[SHORT TASK A]
Answer these questions from the DirectShow thread:
(i) What kind of file did the app write from the capture filter's audio?
(ii) What happens to a USB video capture device once it is active?
(iii) In audio playback, what mixes the audio from multiple applications?

[ARTICLE]
I ran a test today with a DirectShow graph I assembled that had a Capture Filter assigned to my VOIP phone at the top of the graph. The app takes the audio from the capture filter and writes a WAV file, as part of the filter graph's operations. Out of curiosity I ran two copies of the program, fully expecting one of them to throw an error complaining that the capture device was "in use". Much to my surprise both copies of the program worked fine and each created its own WAV file of the recorded audio. The audio in both files was smooth and without problem and twins of each other in regards to the contained audio data.
Can I count on all DirectShow capture filters to exhibit the ability to be shared between multiple filter graphs? Or is every device/driver different?
If the filter instances don't share internally any exclusive access resources (such as hardware, specific TCP ports etc), you are free to duplicate them within a process, or in multiple processes. There are no implications as for specific filter to be only active in a single instance throughout the system.
Important example include:
USB video capture: a video capture device is normally intended to be used by one application only, so as soon as it is active it is locked no other application or filter instance can capture from it
Audio playback: popular user mode API for audio is a layer on top of actual playback implementation, internally a driver mixes audio from mutliple audio-enabled applications; so when you play audio, there is no exclusive lock involved because actualy device is shared between applications and there is code running around which combines audio from the applications transparently.

[SHORT TASK B] Rewrite the records below, swapping "forearm" for "wrist" and keeping everything else the same.

Pointing dataset excerpts:

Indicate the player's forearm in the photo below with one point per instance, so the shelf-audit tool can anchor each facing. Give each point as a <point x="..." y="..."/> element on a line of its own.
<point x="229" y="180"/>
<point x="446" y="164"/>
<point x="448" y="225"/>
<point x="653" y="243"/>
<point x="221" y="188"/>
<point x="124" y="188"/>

[FINAL RESULT A]
(i) A WAV file.
(ii) It is locked, so no other application or filter instance can capture from it.
(iii) A driver mixes it internally.

[FINAL RESULT B]
Indicate the player's wrist in the photo below with one point per instance, so the shelf-audit tool can anchor each facing. Give each point as a <point x="..." y="..."/> element on a line of its own.
<point x="229" y="180"/>
<point x="446" y="164"/>
<point x="448" y="225"/>
<point x="653" y="243"/>
<point x="221" y="188"/>
<point x="124" y="188"/>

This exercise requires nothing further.